Selected extract:
· · · · · · ·

GOG was built on trust, which is at the very core of our identity. It is evidenced by our 30-day refund policy or releasing games DRM-free, among other things. At the same time, we understand DRM-free might mean different things to different people, especially when modern games blend offline and online experiences.

When GOG first launched, the gaming market looked very different from what it is now – retail was the main place to buy games, and digital distribution was just taking baby steps. DRM, the copy protection software created to protect licenses against unauthorized disc copying, was a huge source of annoyance for gamers often restricting how they can access their content. From the beginning, part of GOG’s mission was to provide gamers with a simple way to access and play games, without the need to fiddle with files or deal with any DRM. Making sure you can play games purchased on GOG offline, make backup copies, and install them as many times as you need is even more relevant now, as things like game preservation become an important topic for the whole industry.

Today, while some of the most infamous DRMs of the past are thankfully long gone, it doesn’t mean the constraints are fully gone. They just have a different, more complex face.

· · · · · · ·

Record extracts:
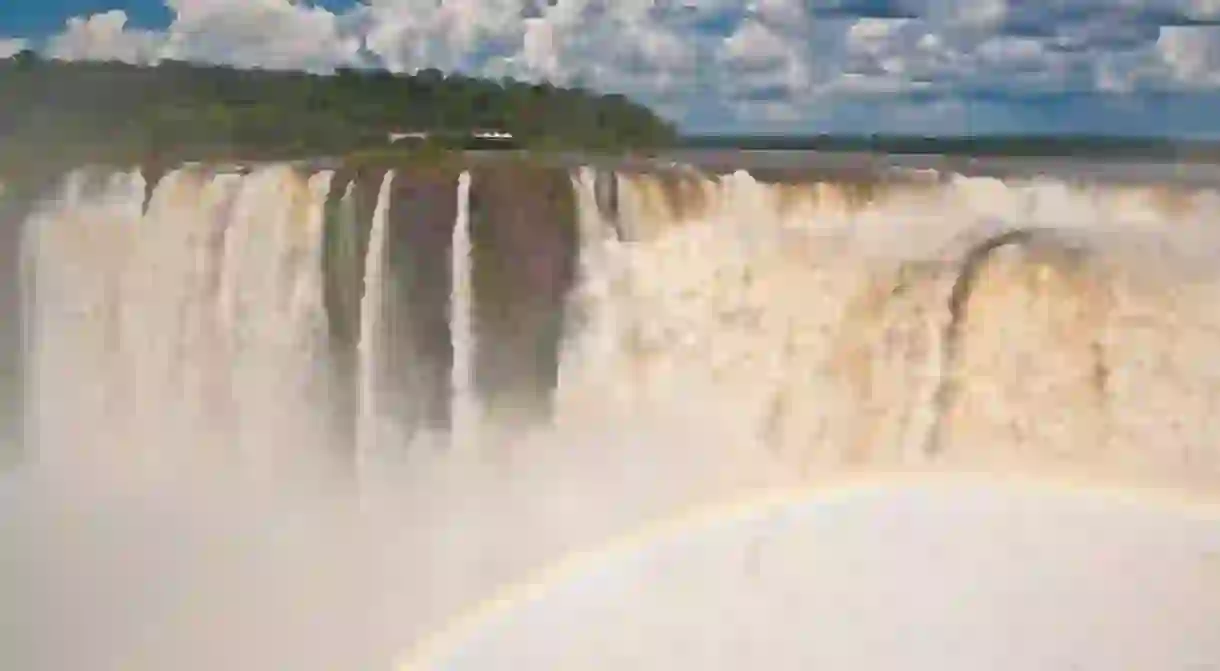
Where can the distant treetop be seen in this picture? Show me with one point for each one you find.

· · · · · · ·

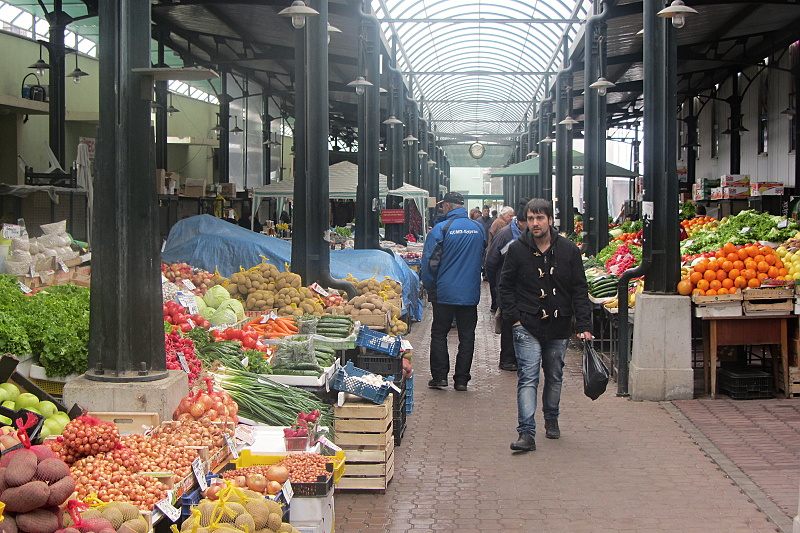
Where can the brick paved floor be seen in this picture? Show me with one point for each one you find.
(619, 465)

· · · · · · ·

Aim:
Answer these questions from the passage on GOG and DRM.
(a) How long is GOG's refund policy?
(b) What was the main place to buy games when GOG first launched?
(c) What topic does the passage say is becoming important for the whole industry?

Written solution:
(a) 30 days.
(b) Retail.
(c) Game preservation.